* [WORK TO COMPLETE]: Print exactly, and only, the lines running from the line containing "point per instance: protective" through the end of the records below.

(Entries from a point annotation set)
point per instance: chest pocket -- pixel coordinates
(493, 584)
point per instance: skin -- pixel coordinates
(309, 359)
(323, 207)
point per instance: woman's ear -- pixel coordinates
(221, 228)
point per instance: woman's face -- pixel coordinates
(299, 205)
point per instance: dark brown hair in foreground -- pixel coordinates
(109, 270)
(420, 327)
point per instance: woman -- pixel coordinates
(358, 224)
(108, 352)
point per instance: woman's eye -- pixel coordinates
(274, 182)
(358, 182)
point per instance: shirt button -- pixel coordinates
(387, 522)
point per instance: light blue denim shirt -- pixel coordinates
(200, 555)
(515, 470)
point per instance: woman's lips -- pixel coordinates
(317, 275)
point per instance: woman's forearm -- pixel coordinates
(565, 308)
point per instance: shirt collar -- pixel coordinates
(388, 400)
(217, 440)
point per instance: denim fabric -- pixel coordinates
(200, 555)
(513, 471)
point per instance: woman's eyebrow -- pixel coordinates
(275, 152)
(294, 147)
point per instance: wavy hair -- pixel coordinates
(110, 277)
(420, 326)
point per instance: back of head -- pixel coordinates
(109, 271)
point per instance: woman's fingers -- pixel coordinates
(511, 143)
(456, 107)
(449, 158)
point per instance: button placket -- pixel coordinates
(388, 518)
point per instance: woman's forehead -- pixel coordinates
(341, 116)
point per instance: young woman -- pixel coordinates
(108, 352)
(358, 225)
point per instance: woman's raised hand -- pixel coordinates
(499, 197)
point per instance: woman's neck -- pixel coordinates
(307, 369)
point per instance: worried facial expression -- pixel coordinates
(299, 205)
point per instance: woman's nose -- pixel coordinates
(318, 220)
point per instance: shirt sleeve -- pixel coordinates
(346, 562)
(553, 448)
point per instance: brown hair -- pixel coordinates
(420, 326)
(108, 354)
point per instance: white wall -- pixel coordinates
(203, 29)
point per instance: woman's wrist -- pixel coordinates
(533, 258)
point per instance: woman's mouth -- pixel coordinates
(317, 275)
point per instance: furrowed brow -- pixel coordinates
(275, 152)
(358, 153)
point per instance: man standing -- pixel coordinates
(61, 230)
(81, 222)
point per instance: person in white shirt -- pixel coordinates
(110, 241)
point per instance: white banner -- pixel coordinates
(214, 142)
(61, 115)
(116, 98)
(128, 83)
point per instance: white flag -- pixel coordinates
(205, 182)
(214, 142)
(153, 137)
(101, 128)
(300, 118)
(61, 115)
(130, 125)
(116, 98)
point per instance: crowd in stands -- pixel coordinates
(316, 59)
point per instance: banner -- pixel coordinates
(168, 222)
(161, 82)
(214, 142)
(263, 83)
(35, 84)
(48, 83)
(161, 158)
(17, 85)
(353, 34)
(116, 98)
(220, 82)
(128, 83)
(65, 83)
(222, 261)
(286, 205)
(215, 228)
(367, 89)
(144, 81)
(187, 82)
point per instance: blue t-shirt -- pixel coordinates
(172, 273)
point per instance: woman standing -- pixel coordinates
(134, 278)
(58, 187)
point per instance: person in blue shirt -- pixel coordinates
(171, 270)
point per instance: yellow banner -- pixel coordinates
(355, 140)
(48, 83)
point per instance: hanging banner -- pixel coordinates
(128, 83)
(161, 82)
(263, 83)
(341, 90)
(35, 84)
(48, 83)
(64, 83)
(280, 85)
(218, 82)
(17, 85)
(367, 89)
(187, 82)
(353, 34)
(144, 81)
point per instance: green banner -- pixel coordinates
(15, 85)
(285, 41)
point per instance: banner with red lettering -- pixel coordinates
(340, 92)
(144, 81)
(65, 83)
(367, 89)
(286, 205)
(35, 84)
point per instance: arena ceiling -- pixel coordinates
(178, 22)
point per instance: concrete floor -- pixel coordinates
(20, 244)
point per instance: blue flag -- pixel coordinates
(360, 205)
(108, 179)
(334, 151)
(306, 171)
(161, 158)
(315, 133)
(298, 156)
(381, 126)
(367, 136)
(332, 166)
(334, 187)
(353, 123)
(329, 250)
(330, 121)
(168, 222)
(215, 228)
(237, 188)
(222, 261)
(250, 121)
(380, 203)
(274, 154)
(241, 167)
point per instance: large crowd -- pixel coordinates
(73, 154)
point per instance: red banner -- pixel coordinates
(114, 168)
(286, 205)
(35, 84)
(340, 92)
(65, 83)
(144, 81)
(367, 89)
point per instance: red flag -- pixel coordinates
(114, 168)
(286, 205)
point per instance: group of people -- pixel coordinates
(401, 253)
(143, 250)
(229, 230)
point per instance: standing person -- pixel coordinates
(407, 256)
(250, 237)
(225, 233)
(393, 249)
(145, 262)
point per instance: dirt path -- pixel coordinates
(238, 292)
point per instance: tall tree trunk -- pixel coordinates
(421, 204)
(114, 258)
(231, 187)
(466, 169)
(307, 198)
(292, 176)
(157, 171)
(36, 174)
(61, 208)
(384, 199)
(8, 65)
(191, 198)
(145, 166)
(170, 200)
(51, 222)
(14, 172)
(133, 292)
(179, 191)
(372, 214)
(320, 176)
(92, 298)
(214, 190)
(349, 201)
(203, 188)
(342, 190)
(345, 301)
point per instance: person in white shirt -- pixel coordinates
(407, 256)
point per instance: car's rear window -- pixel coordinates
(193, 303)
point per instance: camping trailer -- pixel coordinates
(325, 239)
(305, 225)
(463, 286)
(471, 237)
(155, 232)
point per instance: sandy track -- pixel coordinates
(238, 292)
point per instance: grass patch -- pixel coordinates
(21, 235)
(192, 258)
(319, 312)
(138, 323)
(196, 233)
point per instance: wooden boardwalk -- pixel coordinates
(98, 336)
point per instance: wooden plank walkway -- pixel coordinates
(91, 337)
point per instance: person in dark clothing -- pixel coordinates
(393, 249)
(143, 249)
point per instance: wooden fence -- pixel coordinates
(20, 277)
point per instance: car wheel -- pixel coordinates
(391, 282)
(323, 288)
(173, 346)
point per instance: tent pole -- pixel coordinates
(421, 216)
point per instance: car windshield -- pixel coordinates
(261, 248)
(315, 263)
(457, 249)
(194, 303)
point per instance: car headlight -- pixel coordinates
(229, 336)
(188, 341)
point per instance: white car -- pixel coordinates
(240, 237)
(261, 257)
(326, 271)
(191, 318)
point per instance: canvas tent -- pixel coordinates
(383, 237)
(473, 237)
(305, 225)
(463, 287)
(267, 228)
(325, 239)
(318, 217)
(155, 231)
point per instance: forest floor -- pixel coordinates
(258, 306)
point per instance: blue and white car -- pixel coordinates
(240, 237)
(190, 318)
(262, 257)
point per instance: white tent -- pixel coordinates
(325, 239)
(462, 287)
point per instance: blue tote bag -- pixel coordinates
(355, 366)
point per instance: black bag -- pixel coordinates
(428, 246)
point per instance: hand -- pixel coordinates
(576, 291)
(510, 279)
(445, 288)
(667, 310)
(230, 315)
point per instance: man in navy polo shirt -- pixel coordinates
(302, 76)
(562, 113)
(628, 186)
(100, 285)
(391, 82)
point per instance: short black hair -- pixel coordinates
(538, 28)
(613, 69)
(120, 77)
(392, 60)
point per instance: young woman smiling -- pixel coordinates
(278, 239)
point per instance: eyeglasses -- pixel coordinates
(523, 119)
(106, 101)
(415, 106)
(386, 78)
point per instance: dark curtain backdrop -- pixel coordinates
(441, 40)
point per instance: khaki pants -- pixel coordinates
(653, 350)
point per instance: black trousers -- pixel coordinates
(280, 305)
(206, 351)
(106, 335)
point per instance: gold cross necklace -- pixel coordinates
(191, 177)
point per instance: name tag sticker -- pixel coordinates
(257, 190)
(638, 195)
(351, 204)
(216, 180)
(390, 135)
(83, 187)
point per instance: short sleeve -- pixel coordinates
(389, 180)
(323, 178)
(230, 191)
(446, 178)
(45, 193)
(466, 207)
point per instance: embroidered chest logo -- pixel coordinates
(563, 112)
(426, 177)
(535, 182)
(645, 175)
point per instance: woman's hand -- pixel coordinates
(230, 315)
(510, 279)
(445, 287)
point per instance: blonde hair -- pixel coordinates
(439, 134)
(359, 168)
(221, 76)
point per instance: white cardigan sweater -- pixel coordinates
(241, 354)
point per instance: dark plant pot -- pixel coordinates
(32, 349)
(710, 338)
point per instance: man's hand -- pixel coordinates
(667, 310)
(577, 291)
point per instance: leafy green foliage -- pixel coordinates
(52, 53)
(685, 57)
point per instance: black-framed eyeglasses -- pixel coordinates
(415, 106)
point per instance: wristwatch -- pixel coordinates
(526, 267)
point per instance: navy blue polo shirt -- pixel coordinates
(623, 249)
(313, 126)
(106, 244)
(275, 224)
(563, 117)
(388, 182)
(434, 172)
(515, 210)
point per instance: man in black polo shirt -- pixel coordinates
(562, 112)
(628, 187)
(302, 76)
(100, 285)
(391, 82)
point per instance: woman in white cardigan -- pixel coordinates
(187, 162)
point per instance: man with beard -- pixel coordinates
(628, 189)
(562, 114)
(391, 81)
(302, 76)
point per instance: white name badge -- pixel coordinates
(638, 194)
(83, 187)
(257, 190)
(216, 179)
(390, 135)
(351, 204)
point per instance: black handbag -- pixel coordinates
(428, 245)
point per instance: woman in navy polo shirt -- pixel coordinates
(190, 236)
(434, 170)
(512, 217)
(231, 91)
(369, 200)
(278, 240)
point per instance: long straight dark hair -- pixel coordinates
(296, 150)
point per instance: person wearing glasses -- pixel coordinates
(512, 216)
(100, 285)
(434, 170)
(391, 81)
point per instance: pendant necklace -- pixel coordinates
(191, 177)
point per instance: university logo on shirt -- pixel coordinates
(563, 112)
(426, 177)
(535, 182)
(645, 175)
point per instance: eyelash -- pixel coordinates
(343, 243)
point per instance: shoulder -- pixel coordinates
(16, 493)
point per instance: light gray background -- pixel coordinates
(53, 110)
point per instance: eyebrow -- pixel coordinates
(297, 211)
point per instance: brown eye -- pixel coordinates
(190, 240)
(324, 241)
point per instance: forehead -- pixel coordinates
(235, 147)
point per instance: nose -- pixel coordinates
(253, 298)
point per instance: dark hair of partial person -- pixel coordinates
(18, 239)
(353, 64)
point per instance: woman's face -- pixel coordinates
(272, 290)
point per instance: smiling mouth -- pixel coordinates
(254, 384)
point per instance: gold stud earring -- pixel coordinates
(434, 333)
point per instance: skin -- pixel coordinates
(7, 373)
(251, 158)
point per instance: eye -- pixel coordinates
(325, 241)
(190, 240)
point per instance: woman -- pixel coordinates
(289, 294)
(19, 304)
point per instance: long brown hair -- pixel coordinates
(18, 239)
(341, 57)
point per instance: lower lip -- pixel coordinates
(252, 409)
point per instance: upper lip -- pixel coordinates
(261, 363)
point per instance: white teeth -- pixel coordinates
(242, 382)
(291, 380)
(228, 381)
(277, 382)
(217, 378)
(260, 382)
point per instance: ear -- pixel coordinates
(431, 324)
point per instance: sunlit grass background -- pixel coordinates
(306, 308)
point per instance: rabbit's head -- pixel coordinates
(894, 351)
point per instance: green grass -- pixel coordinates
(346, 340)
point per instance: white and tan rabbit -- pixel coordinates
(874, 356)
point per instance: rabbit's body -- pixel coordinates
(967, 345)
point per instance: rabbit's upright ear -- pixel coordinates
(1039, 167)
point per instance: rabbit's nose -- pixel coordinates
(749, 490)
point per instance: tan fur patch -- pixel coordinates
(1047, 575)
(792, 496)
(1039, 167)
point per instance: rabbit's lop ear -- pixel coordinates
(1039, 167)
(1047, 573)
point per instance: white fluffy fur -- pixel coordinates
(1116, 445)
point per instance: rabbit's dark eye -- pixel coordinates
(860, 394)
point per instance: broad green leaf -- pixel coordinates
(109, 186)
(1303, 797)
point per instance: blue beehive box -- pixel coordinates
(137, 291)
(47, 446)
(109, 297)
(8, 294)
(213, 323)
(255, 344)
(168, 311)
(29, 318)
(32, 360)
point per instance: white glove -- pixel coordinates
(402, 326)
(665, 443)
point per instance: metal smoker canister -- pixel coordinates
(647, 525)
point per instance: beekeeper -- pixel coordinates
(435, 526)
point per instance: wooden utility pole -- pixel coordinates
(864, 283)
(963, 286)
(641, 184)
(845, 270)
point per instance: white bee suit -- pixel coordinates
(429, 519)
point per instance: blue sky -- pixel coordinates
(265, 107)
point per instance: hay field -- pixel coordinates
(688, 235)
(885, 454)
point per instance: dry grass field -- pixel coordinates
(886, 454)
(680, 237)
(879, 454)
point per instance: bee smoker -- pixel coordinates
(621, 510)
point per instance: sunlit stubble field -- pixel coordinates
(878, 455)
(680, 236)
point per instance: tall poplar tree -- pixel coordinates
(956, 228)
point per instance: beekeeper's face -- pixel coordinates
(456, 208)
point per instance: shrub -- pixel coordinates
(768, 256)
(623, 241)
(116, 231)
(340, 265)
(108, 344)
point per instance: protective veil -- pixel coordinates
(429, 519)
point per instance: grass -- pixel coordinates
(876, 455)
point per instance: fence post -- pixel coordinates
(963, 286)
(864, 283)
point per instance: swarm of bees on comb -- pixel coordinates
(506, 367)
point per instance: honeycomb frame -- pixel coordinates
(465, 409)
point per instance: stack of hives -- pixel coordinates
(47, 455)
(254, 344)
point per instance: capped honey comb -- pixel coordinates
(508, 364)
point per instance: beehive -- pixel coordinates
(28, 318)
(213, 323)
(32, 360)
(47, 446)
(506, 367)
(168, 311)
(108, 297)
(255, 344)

* [TASK SOLUTION]:
point per instance: protective veil -- pixel coordinates
(429, 519)
point per instance: grass -- pixel coordinates
(876, 455)
point per instance: fence post -- pixel coordinates
(963, 286)
(864, 283)
point per instance: swarm of bees on comb -- pixel coordinates
(506, 367)
point per instance: honeycomb frame -- pixel coordinates
(465, 409)
point per instance: stack of hives -- pixel coordinates
(47, 455)
(254, 344)
point per instance: capped honey comb -- pixel coordinates
(508, 364)
point per instance: beehive -- pixel coordinates
(28, 318)
(213, 323)
(32, 360)
(47, 446)
(506, 367)
(168, 311)
(108, 297)
(255, 344)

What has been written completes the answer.